_YOUR OBJECTIVE_: Please express the lines from the very first one through the line containing "the single list'" as a JSON list of strings, one string per line, with blank lines omitted.

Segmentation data
+++

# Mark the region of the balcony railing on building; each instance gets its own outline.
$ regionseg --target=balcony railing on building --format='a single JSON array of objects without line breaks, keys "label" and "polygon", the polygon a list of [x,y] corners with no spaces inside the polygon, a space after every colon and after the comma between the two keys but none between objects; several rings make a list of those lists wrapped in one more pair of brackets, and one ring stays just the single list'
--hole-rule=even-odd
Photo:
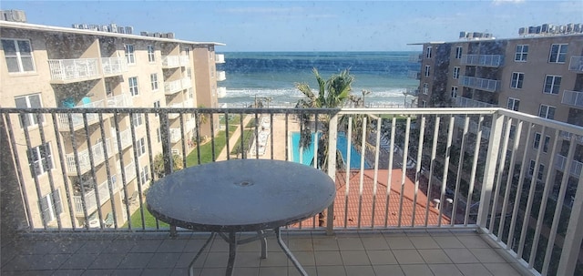
[{"label": "balcony railing on building", "polygon": [[458,96],[455,97],[455,106],[459,107],[496,107],[496,105],[485,103],[479,100]]},{"label": "balcony railing on building", "polygon": [[460,63],[467,66],[499,67],[502,66],[502,55],[462,55]]},{"label": "balcony railing on building", "polygon": [[225,79],[227,79],[225,71],[217,71],[217,81],[223,81]]},{"label": "balcony railing on building", "polygon": [[575,72],[583,72],[583,56],[571,56],[568,69]]},{"label": "balcony railing on building", "polygon": [[97,58],[49,59],[51,82],[56,84],[101,77]]},{"label": "balcony railing on building", "polygon": [[462,76],[459,79],[459,85],[489,92],[496,92],[500,86],[500,81],[496,79]]},{"label": "balcony railing on building", "polygon": [[[111,181],[111,192],[116,194],[119,191],[119,181],[117,180],[118,177],[113,176]],[[110,193],[109,193],[109,182],[107,180],[97,186],[97,193],[99,197],[99,206],[105,204],[109,200]],[[97,196],[96,196],[96,189],[93,188],[89,190],[86,190],[84,195],[73,196],[73,200],[75,204],[75,214],[76,216],[84,216],[83,211],[83,202],[85,199],[85,206],[87,208],[87,212],[91,214],[97,210]]]},{"label": "balcony railing on building", "polygon": [[215,63],[225,63],[225,55],[215,54]]},{"label": "balcony railing on building", "polygon": [[[555,167],[560,170],[565,171],[565,168],[567,164],[567,157],[557,154],[557,162],[555,162]],[[581,171],[583,171],[583,162],[579,162],[578,160],[572,160],[571,168],[568,169],[568,173],[575,177],[579,178],[581,175]]]},{"label": "balcony railing on building", "polygon": [[421,72],[419,71],[407,71],[407,77],[409,78],[414,78],[414,79],[421,79]]},{"label": "balcony railing on building", "polygon": [[583,92],[565,90],[561,103],[583,108]]},{"label": "balcony railing on building", "polygon": [[[492,242],[500,246],[501,251],[513,256],[517,261],[517,265],[524,266],[533,274],[572,275],[578,265],[583,239],[583,225],[579,220],[583,212],[583,188],[580,187],[583,185],[583,165],[578,159],[576,160],[575,156],[583,147],[578,143],[578,139],[583,137],[583,127],[499,107],[70,109],[71,112],[77,113],[71,114],[72,116],[84,116],[90,111],[98,112],[101,118],[108,118],[109,119],[100,120],[97,125],[91,125],[91,128],[97,130],[107,129],[108,131],[105,131],[107,136],[106,138],[118,139],[111,144],[123,143],[121,137],[124,135],[118,133],[126,130],[118,129],[118,124],[107,121],[111,120],[111,114],[118,114],[115,117],[119,114],[144,114],[149,118],[158,115],[156,119],[144,120],[145,128],[150,129],[146,133],[146,144],[138,145],[136,141],[138,148],[132,148],[129,156],[162,152],[163,158],[170,160],[172,154],[178,152],[185,157],[181,160],[182,167],[188,165],[186,157],[193,156],[196,159],[197,155],[200,155],[203,150],[203,138],[197,133],[197,128],[193,128],[195,131],[192,136],[187,136],[197,117],[204,116],[210,120],[221,118],[221,125],[229,124],[240,129],[230,132],[229,140],[232,138],[232,142],[220,142],[227,147],[224,148],[227,153],[239,146],[234,141],[239,138],[238,133],[242,133],[240,129],[254,126],[251,128],[259,132],[260,128],[263,128],[262,124],[250,122],[257,120],[271,123],[265,130],[270,136],[264,148],[260,150],[260,146],[257,146],[260,138],[254,138],[252,141],[255,143],[243,145],[242,154],[240,152],[236,156],[228,154],[226,157],[220,157],[219,153],[223,148],[215,148],[220,145],[218,140],[226,138],[226,134],[218,130],[210,133],[210,138],[205,139],[206,145],[215,148],[212,148],[213,156],[209,161],[230,158],[245,158],[251,157],[251,152],[264,151],[263,155],[252,155],[252,158],[289,161],[302,159],[306,160],[307,166],[317,166],[319,158],[322,157],[318,154],[313,157],[303,155],[305,153],[298,149],[297,141],[294,142],[292,138],[299,135],[301,129],[322,131],[322,126],[326,124],[329,138],[324,144],[330,148],[339,149],[328,150],[329,155],[326,157],[327,173],[337,185],[337,197],[333,208],[328,210],[323,226],[319,225],[318,218],[313,218],[290,226],[292,230],[326,230],[332,232],[335,230],[406,231],[410,229],[430,228],[468,229],[484,233],[486,239],[491,239]],[[26,209],[23,213],[30,214],[24,218],[30,231],[91,230],[83,224],[87,218],[79,218],[79,199],[74,198],[78,194],[71,193],[72,187],[67,186],[68,189],[66,189],[66,185],[72,184],[71,181],[63,181],[63,178],[81,178],[82,174],[87,175],[84,171],[91,170],[96,173],[101,168],[100,173],[106,174],[104,179],[116,176],[118,187],[138,190],[140,195],[143,190],[138,183],[148,179],[148,175],[150,176],[149,179],[154,179],[154,164],[150,164],[147,158],[140,157],[138,172],[134,161],[136,159],[128,158],[126,151],[109,154],[107,150],[108,158],[106,159],[101,142],[90,145],[91,154],[87,149],[66,152],[66,148],[70,148],[65,145],[69,143],[68,140],[47,140],[47,137],[44,135],[55,133],[65,137],[68,133],[59,132],[57,128],[60,126],[51,119],[46,119],[44,124],[39,124],[36,128],[20,128],[17,123],[18,116],[23,112],[51,118],[60,114],[62,108],[0,109],[5,126],[9,130],[6,131],[7,143],[11,146],[11,156],[15,158],[13,163],[18,172],[14,174],[16,181],[4,183],[26,188],[19,189],[22,198],[26,200],[18,197],[15,199],[21,201],[14,206],[23,206]],[[175,122],[169,119],[169,116],[174,113],[189,119],[176,128]],[[297,119],[304,115],[312,117],[310,128],[306,128],[307,126]],[[238,118],[231,118],[232,116]],[[315,119],[319,120],[318,124],[313,123]],[[115,129],[109,131],[108,128],[112,126]],[[88,122],[84,121],[82,127],[88,128]],[[161,146],[159,142],[156,142],[157,132],[154,129],[157,128],[161,129]],[[277,131],[274,130],[276,128]],[[479,133],[482,135],[476,135]],[[533,148],[532,138],[535,133],[541,133],[542,137],[550,136],[549,145]],[[77,145],[87,145],[87,141],[90,140],[85,135],[87,134],[75,132]],[[25,141],[21,137],[25,138]],[[192,147],[191,138],[197,139],[195,144],[199,146]],[[29,169],[32,167],[26,158],[26,153],[38,146],[32,141],[49,143],[50,147],[46,148],[51,148],[51,164],[63,166],[48,166],[49,163],[40,160],[43,166],[38,166],[36,170]],[[110,140],[105,140],[104,143],[109,144]],[[313,143],[312,152],[319,152],[316,147],[324,144]],[[256,145],[257,148],[249,148],[249,145]],[[543,148],[546,148],[544,154]],[[297,150],[299,159],[296,159],[294,154],[283,152],[279,155],[278,150],[281,148]],[[337,158],[336,152],[340,152],[342,158]],[[77,157],[77,160],[71,158],[75,155]],[[99,165],[91,168],[90,164],[87,165],[91,163],[87,158],[93,158],[93,166],[108,164],[108,167]],[[128,163],[127,160],[131,161]],[[340,163],[336,164],[336,161]],[[172,173],[174,169],[170,166],[171,162],[164,163],[168,163],[164,167],[165,173]],[[539,166],[543,164],[554,166]],[[66,167],[66,169],[66,169],[63,174],[66,173],[66,176],[60,173],[60,167]],[[75,170],[71,172],[69,167],[75,167]],[[77,167],[87,169],[77,169]],[[107,169],[103,169],[104,167]],[[147,170],[143,169],[144,167]],[[539,173],[539,168],[546,169]],[[569,168],[569,173],[558,173],[566,168]],[[52,173],[38,173],[43,169],[52,169]],[[142,175],[144,171],[146,175]],[[133,181],[138,174],[138,181]],[[541,176],[541,180],[530,177],[538,175]],[[578,182],[569,181],[570,176],[578,177]],[[103,181],[95,189],[97,192],[86,192],[84,197],[85,207],[89,207],[88,210],[95,209],[101,214],[104,211],[116,213],[116,224],[112,228],[99,230],[169,230],[169,228],[158,223],[146,222],[146,219],[140,215],[140,212],[144,215],[147,213],[144,201],[138,200],[137,206],[132,208],[129,208],[128,200],[123,202],[123,206],[119,206],[119,202],[104,202],[111,200],[110,197],[108,199],[101,199],[102,192],[105,193],[105,188],[102,188],[104,183],[107,183],[107,194],[112,194],[116,190],[113,194],[117,199],[121,198],[118,186],[114,189],[110,188],[110,182]],[[49,224],[51,221],[47,220],[52,218],[44,217],[43,212],[38,210],[37,202],[41,197],[56,189],[63,195],[63,204],[69,204],[71,208],[64,208],[63,213],[55,217],[54,220],[59,223]],[[103,195],[103,199],[107,199],[107,195]],[[90,198],[95,199],[89,199]],[[571,198],[575,199],[572,206],[566,201],[570,202]],[[91,200],[96,203],[93,204]],[[567,205],[571,207],[563,208]],[[114,210],[110,210],[109,208]],[[67,213],[67,210],[75,213]],[[138,216],[136,218],[142,218],[139,219],[142,220],[141,224],[132,224],[135,222],[129,218],[132,215],[130,211],[138,212]],[[85,210],[82,216],[86,215],[89,216],[90,213]],[[75,220],[71,219],[73,217]]]},{"label": "balcony railing on building", "polygon": [[[103,108],[106,102],[104,100],[97,100],[84,105],[75,107],[75,108]],[[58,114],[58,126],[62,131],[69,131],[70,128],[73,129],[79,129],[84,126],[84,114],[75,113],[73,110],[70,113]],[[75,113],[75,114],[74,114]],[[97,113],[85,113],[88,124],[97,123],[99,121],[99,115]],[[69,118],[70,116],[70,118]]]},{"label": "balcony railing on building", "polygon": [[101,57],[101,68],[106,77],[121,75],[128,72],[128,60],[126,57]]}]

+++

_TASK RESPONSE_:
[
  "# Mark the region of the balcony railing on building; each instance gets its own outline.",
  "$ regionseg --target=balcony railing on building --format='a single JSON array of objects without line breaks, keys \"label\" and \"polygon\", the polygon a list of [x,y] corners with no spaces inside the polygon, a space after every colon and after the comma between the two keys but none between objects; several rings make a list of those lists wrapped in one more pair of brackets, and one ring stays just the single list'"
]